What you should do |
Rewrite all the records below, replacing "in this photo" with "in this image" each time it occurs and leaving everything else unchanged.

Material provided |
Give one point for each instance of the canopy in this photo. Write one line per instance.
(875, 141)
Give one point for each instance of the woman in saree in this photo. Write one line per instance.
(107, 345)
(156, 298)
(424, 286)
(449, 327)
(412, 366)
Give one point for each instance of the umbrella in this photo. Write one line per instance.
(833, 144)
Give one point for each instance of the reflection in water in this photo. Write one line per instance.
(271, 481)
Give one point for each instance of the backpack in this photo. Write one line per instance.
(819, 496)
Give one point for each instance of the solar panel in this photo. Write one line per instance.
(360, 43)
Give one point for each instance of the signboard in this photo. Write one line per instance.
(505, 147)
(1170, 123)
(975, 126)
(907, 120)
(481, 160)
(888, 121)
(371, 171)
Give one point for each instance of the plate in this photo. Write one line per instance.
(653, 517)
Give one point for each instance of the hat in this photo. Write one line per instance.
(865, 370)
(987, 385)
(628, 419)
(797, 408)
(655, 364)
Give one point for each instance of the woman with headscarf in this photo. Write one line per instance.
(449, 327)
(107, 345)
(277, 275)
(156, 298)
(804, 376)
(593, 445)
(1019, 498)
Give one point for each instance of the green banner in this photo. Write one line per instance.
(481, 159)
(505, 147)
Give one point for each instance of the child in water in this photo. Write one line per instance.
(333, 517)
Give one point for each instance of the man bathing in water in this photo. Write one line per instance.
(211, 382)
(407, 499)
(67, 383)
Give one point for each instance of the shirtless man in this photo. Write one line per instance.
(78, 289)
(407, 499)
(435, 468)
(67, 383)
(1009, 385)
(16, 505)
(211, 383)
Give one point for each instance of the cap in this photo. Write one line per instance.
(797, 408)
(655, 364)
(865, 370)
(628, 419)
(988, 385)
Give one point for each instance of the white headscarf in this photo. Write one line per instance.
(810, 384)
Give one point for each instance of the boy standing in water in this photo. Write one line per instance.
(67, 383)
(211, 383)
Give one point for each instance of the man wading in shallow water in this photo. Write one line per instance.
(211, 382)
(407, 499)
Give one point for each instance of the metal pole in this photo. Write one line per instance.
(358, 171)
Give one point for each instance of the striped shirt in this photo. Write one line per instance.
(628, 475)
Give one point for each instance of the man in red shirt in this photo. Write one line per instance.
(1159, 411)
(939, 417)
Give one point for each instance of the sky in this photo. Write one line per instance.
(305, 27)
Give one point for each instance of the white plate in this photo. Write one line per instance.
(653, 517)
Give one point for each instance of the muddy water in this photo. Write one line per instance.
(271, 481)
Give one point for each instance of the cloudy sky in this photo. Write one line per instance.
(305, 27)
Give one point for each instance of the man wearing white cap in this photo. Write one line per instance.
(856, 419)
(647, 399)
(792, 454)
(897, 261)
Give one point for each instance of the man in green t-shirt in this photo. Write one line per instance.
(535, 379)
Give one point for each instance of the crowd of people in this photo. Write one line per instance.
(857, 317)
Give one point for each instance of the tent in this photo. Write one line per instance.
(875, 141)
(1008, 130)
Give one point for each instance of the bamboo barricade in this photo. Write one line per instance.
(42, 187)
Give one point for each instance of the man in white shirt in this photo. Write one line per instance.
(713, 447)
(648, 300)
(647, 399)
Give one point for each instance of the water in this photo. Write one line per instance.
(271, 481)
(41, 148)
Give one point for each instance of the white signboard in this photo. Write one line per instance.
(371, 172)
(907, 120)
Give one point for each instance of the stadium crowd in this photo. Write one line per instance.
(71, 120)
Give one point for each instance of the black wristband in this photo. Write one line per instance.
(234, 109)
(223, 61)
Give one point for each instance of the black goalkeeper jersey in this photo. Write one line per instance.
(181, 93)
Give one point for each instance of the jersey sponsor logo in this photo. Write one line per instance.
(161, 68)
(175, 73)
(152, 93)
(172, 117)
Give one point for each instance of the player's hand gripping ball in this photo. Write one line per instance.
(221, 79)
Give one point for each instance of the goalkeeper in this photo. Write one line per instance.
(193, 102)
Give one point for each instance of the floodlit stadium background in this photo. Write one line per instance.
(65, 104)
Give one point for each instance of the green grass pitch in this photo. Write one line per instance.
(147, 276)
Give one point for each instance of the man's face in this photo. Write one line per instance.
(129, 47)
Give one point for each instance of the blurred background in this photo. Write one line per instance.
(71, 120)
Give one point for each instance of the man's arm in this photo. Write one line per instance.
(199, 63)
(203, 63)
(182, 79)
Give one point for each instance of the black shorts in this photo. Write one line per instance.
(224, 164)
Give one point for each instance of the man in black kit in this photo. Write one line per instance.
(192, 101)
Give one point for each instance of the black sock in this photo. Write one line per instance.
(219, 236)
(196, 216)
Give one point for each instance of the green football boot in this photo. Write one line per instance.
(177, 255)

Complete output |
Give one point for each instance of the canopy in this image. Write one line per instance.
(875, 141)
Give one point for each instance of the woman in saree in this image. Write one line per instance.
(107, 345)
(156, 298)
(424, 286)
(449, 327)
(412, 366)
Give one point for each instance of the umbrella in this image. Write one line per instance.
(833, 144)
Give one point for each instance of the reflection in water in this image. Write one line per instance.
(271, 481)
Give one point for each instance of the backpack in this image. Write one line per instance.
(819, 496)
Give one point for each instance of the solar panel in this image. Write one line per instance.
(360, 43)
Give one point for each instance of the signboard in this image. Write one line per instance.
(505, 147)
(1170, 123)
(975, 126)
(907, 120)
(481, 160)
(888, 121)
(371, 171)
Give one point for each instance of the plate in this image. Write one line per instance.
(653, 517)
Give one point for each instance of the hat in this image. Write one line per instance.
(865, 370)
(987, 385)
(628, 419)
(797, 408)
(655, 364)
Give one point for each instance of the woman with headscarf in this image. Write one line per instance.
(449, 327)
(107, 345)
(277, 275)
(156, 298)
(804, 376)
(593, 445)
(1019, 498)
Give one point for each instance of the green banner in this image. Write one line per instance.
(481, 159)
(505, 147)
Give one point for each instance of the child in water in this image. Write one line per instance.
(333, 517)
Give one point for each instance of the man bathing in water in this image. Write one line per instance.
(211, 382)
(407, 499)
(67, 383)
Give one point for each instance of the shirtless man in this image. Write one line per instance.
(78, 289)
(407, 499)
(435, 468)
(67, 383)
(1009, 385)
(16, 505)
(211, 383)
Give one point for each instance of the cap in this image. Write one line per instance.
(797, 408)
(655, 364)
(865, 370)
(628, 419)
(988, 385)
Give one point for each instance of the white headscarf in this image. Write one line per instance.
(810, 384)
Give one point for each instance of the boy standing in water in this image. Write one line per instance.
(67, 383)
(211, 383)
Give one point for each instance of the man wading in shallow water in this image. Write one line per instance.
(211, 382)
(407, 499)
Give one point for each instance of the metal pole in this image. Write one line per instance.
(358, 171)
Give one point for each instance of the striped shirt in this image. Write one line per instance.
(628, 475)
Give one point for each instance of the man in red shirt in this image. Write one line per instance.
(1159, 411)
(939, 417)
Give one point for each instance of the sky in this image. Write one line per instance.
(305, 27)
Give one point for each instance of the white plate in this image. Write one line per instance.
(653, 517)
Give one point for each instance of the muddy water in this image. Write one line per instance.
(271, 481)
Give one point for each instance of the cloudy sky in this image. Write one line per instance.
(305, 27)
Give one point for each instance of the man wearing white cap in this image. Write one line per instance.
(856, 419)
(647, 399)
(792, 454)
(897, 261)
Give one point for each instance of the man in green t-shirt in this image. Write one line per instance.
(535, 379)
Give one point for each instance of the crowd of people in this image. Write one line per instance.
(857, 317)
Give one point for each instance of the tent in this image. Write one line per instance.
(875, 141)
(1008, 130)
Give one point for each instance of the bamboo barricade in this image. Write one line per instance.
(42, 187)
Give one point for each instance of the man in white shirt in this image. Write one line per instance.
(713, 447)
(648, 300)
(647, 399)
Give one point for each instance of the water in this image. Write one line per instance.
(271, 481)
(41, 148)
Give one point for each instance of the white signboard in this image. Write one line per instance.
(371, 172)
(907, 120)
Give one point for each instance of the stadium crowd in this image. Write one line per instance.
(71, 120)
Give one point for each instance of the black wristband in this image. Write one line per instance.
(234, 109)
(223, 61)
Give one point for each instance of the black goalkeeper jersey in this image. Write one line per instance.
(181, 93)
Give one point for each instance of the jersey sponsor logo in this image. Write one line per instance.
(161, 68)
(175, 73)
(152, 93)
(172, 117)
Give one point for each instance of the player's hand gripping ball in this image. Write one line per instance.
(221, 79)
Give one point for each instance of the goalkeeper in this image. Write one line per instance.
(193, 102)
Give one point for each instance of the floodlit stadium background in this image. Write one line per instance.
(65, 104)
Give one point for each instance of the green grass pitch in this image. Write one line per instance.
(147, 276)
Give one point for each instance of the man's face in this image. Write one line per instance.
(129, 47)
Give one point for each instance of the blurred background in this image. Write one line per instance.
(71, 120)
Give one point for each instance of the man's arm in this image. Write one line per instance.
(199, 63)
(203, 63)
(182, 79)
Give one point for each instance of the black shorts in this image. Write one line per instance.
(224, 164)
Give one point for each instance of the man in black kit in this image. Write one line per instance.
(192, 101)
Give one point for each instance of the black sock in this image. Write one line per instance.
(219, 236)
(196, 216)
Give one point for each instance of the green football boot in this image. Write one line per instance.
(177, 255)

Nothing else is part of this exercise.